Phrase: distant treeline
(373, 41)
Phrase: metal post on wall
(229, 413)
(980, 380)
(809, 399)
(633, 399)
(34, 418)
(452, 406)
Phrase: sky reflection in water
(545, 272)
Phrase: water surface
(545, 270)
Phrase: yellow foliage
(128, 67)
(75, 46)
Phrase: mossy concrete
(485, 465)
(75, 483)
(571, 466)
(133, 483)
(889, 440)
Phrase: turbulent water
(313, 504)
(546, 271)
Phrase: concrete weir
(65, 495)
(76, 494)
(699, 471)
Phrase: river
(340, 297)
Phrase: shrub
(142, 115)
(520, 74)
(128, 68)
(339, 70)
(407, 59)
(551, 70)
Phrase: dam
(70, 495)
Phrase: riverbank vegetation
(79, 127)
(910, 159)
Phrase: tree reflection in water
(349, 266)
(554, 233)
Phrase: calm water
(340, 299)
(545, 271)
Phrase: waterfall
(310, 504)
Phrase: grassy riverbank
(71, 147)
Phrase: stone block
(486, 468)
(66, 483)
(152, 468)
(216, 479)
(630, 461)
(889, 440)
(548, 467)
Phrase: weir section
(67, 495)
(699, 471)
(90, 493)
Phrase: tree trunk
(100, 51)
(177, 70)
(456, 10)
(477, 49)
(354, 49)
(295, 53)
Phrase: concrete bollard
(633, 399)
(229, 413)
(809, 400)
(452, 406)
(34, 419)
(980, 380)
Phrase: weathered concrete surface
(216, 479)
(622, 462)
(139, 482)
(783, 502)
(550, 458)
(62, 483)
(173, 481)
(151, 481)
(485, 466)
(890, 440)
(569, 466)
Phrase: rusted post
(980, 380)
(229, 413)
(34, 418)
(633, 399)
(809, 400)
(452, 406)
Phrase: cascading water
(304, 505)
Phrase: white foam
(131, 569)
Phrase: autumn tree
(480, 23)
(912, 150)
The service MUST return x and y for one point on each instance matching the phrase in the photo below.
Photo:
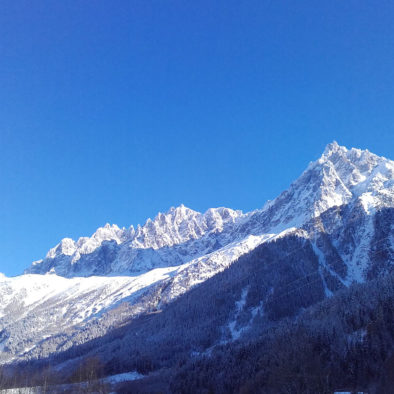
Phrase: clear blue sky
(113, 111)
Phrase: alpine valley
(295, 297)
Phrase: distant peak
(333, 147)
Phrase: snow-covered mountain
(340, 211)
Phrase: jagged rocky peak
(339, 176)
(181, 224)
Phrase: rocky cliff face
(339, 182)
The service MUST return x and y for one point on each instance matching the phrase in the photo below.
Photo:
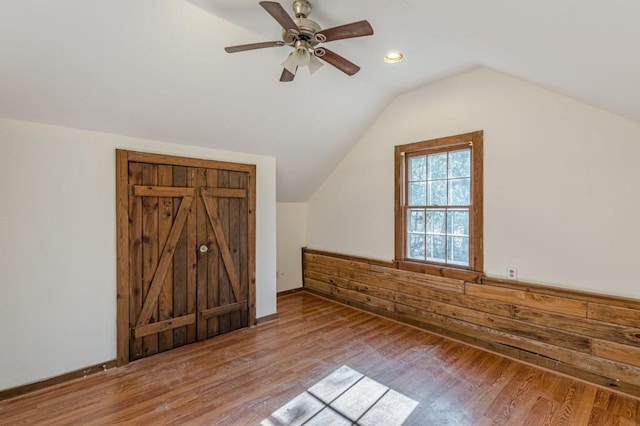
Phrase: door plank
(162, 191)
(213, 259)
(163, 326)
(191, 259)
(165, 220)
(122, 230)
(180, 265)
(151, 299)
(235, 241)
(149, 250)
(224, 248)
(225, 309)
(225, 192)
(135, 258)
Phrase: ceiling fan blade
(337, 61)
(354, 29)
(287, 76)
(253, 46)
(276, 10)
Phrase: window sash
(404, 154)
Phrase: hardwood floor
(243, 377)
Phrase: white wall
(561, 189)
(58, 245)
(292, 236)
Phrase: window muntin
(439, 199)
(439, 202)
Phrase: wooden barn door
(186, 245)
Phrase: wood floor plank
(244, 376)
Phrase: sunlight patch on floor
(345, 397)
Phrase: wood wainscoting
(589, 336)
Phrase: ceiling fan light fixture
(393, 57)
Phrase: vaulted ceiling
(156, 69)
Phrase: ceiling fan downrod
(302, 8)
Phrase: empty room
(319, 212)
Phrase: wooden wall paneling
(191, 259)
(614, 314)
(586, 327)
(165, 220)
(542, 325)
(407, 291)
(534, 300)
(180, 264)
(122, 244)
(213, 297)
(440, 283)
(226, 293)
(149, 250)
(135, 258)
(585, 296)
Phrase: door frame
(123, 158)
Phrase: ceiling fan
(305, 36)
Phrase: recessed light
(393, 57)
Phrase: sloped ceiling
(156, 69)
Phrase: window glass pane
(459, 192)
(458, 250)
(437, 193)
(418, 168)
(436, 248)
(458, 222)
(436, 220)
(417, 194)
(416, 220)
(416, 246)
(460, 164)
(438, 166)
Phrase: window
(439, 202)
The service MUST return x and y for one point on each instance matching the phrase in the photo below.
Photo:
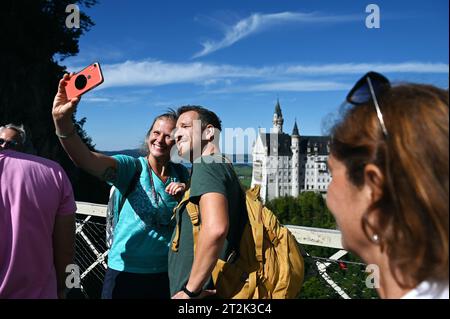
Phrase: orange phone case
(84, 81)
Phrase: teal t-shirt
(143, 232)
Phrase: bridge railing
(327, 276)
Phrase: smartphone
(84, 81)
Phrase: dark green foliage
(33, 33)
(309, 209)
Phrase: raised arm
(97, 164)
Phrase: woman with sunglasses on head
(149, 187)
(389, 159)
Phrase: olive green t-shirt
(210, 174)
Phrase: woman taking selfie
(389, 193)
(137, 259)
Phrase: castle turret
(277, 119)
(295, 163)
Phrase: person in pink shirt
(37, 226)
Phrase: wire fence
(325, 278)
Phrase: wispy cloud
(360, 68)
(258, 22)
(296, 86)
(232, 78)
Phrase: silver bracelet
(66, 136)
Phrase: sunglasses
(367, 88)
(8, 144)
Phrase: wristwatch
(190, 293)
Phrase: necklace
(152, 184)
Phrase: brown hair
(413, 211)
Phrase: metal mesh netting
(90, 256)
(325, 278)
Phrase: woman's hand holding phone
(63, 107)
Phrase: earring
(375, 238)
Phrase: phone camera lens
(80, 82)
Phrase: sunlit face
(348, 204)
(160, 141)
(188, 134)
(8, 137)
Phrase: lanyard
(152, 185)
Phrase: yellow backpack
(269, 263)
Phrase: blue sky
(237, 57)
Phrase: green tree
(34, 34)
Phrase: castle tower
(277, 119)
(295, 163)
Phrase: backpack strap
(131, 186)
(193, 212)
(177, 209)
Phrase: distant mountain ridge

========

## SHORT PROBLEM
Arrange all of the data above as a numbered list with no blank lines, and leave the pictures out of the answer.

## WORKED ANSWER
1. Phrase: distant treeline
2. (373, 41)
3. Phrase: metal post on wall
4. (229, 413)
5. (980, 380)
6. (809, 399)
7. (633, 399)
8. (34, 418)
9. (452, 406)
10. Phrase: sky reflection in water
11. (545, 272)
12. Phrase: water surface
13. (545, 270)
14. Phrase: yellow foliage
15. (128, 67)
16. (75, 46)
17. Phrase: mossy concrete
18. (485, 465)
19. (75, 483)
20. (571, 466)
21. (133, 483)
22. (889, 440)
23. Phrase: turbulent water
24. (313, 504)
25. (546, 271)
26. Phrase: concrete weir
27. (65, 495)
28. (76, 494)
29. (699, 471)
30. Phrase: river
31. (340, 297)
32. Phrase: shrub
33. (142, 115)
34. (520, 74)
35. (128, 68)
36. (339, 70)
37. (407, 59)
38. (551, 70)
39. Phrase: dam
40. (70, 495)
41. Phrase: riverbank vegetation
42. (79, 127)
43. (910, 159)
44. Phrase: tree reflection in water
45. (349, 266)
46. (554, 233)
47. Phrase: calm water
48. (340, 299)
49. (545, 271)
50. Phrase: waterfall
51. (310, 504)
52. Phrase: grassy riverbank
53. (71, 147)
54. Phrase: stone block
55. (486, 468)
56. (66, 483)
57. (152, 468)
58. (216, 479)
59. (630, 461)
60. (889, 440)
61. (548, 467)
62. Phrase: weir section
63. (67, 495)
64. (699, 471)
65. (90, 493)
66. Phrase: tree trunk
67. (100, 51)
68. (177, 70)
69. (456, 10)
70. (477, 49)
71. (354, 49)
72. (295, 53)
73. Phrase: concrete bollard
74. (633, 399)
75. (229, 413)
76. (809, 400)
77. (452, 406)
78. (34, 419)
79. (980, 380)
80. Phrase: weathered concrete surface
81. (216, 479)
82. (622, 462)
83. (139, 482)
84. (783, 502)
85. (550, 458)
86. (62, 483)
87. (173, 481)
88. (151, 481)
89. (485, 466)
90. (890, 440)
91. (569, 466)
92. Phrase: rusted post
93. (980, 380)
94. (229, 413)
95. (34, 418)
96. (633, 399)
97. (809, 400)
98. (452, 406)
99. Phrase: cascading water
100. (304, 505)
101. Phrase: white foam
102. (131, 569)
103. Phrase: autumn tree
104. (480, 23)
105. (912, 150)
106. The service MUST return x and y for one point on each instance matching the phrase in the photo below.
107. Photo:
108. Phrase: clear blue sky
109. (113, 111)
110. Phrase: alpine valley
111. (295, 297)
112. Phrase: distant peak
113. (333, 147)
114. Phrase: snow-covered mountain
115. (340, 211)
116. Phrase: jagged rocky peak
117. (339, 176)
118. (181, 224)
119. Phrase: rocky cliff face
120. (339, 182)
121. The service MUST return x and y for one point on each instance matching the phrase in the photo below.
122. Photo:
123. Phrase: door plank
124. (162, 191)
125. (213, 259)
126. (163, 326)
127. (191, 259)
128. (165, 220)
129. (122, 230)
130. (180, 265)
131. (151, 299)
132. (235, 241)
133. (149, 250)
134. (224, 248)
135. (225, 309)
136. (225, 192)
137. (135, 258)
138. Phrase: ceiling fan blade
139. (337, 61)
140. (354, 29)
141. (287, 76)
142. (253, 46)
143. (276, 10)
144. Phrase: window sash
145. (404, 154)
146. Phrase: hardwood floor
147. (243, 377)
148. Phrase: white wall
149. (561, 189)
150. (58, 245)
151. (292, 236)
152. Phrase: window muntin
153. (439, 199)
154. (439, 202)
155. Phrase: wooden barn door
156. (186, 245)
157. Phrase: wood floor plank
158. (244, 376)
159. Phrase: sunlight patch on floor
160. (345, 397)
161. Phrase: wood wainscoting
162. (589, 336)
163. Phrase: ceiling fan light fixture
164. (393, 57)
165. Phrase: vaulted ceiling
166. (156, 69)
167. Phrase: ceiling fan downrod
168. (302, 8)
169. Phrase: empty room
170. (319, 212)
171. Phrase: wooden wall paneling
172. (191, 259)
173. (614, 314)
174. (586, 327)
175. (165, 220)
176. (542, 325)
177. (407, 291)
178. (534, 300)
179. (180, 264)
180. (122, 244)
181. (213, 297)
182. (440, 283)
183. (226, 293)
184. (149, 250)
185. (135, 258)
186. (585, 296)
187. Phrase: door frame
188. (123, 158)
189. Phrase: ceiling fan
190. (305, 36)
191. Phrase: recessed light
192. (393, 57)
193. Phrase: sloped ceiling
194. (156, 69)
195. Phrase: window glass pane
196. (459, 192)
197. (458, 250)
198. (437, 193)
199. (418, 168)
200. (436, 248)
201. (458, 222)
202. (436, 220)
203. (417, 194)
204. (416, 220)
205. (416, 246)
206. (460, 164)
207. (438, 166)
208. Phrase: window
209. (439, 202)
210. The service MUST return x and y for one point on each instance matching the phrase in the photo below.
211. Photo:
212. Phrase: orange phone case
213. (84, 81)
214. Phrase: teal t-shirt
215. (143, 232)
216. Phrase: bridge railing
217. (327, 276)
218. Phrase: smartphone
219. (84, 81)
220. Phrase: dark green foliage
221. (33, 33)
222. (309, 209)
223. Phrase: raised arm
224. (97, 164)
225. Phrase: woman with sunglasses on head
226. (149, 187)
227. (389, 159)
228. Phrase: olive green t-shirt
229. (210, 174)
230. Phrase: woman taking selfie
231. (389, 193)
232. (137, 259)
233. Phrase: castle turret
234. (277, 119)
235. (295, 163)
236. Phrase: person in pink shirt
237. (37, 226)
238. Phrase: wire fence
239. (325, 278)
240. Phrase: wispy cloud
241. (360, 68)
242. (258, 22)
243. (296, 86)
244. (232, 78)
245. Phrase: silver bracelet
246. (66, 136)
247. Phrase: sunglasses
248. (367, 88)
249. (8, 144)
250. Phrase: wristwatch
251. (190, 293)
252. Phrase: necklace
253. (152, 184)
254. Phrase: brown hair
255. (413, 211)
256. Phrase: metal mesh netting
257. (90, 256)
258. (325, 278)
259. Phrase: woman's hand holding phone
260. (63, 107)
261. Phrase: earring
262. (375, 238)
263. Phrase: phone camera lens
264. (80, 82)
265. Phrase: sunlit face
266. (348, 204)
267. (160, 141)
268. (188, 134)
269. (8, 137)
270. Phrase: lanyard
271. (152, 185)
272. Phrase: yellow backpack
273. (269, 263)
274. Phrase: blue sky
275. (237, 57)
276. Phrase: green tree
277. (34, 34)
278. Phrase: castle tower
279. (277, 119)
280. (295, 163)
281. Phrase: backpack strap
282. (131, 186)
283. (193, 212)
284. (177, 209)
285. Phrase: distant mountain ridge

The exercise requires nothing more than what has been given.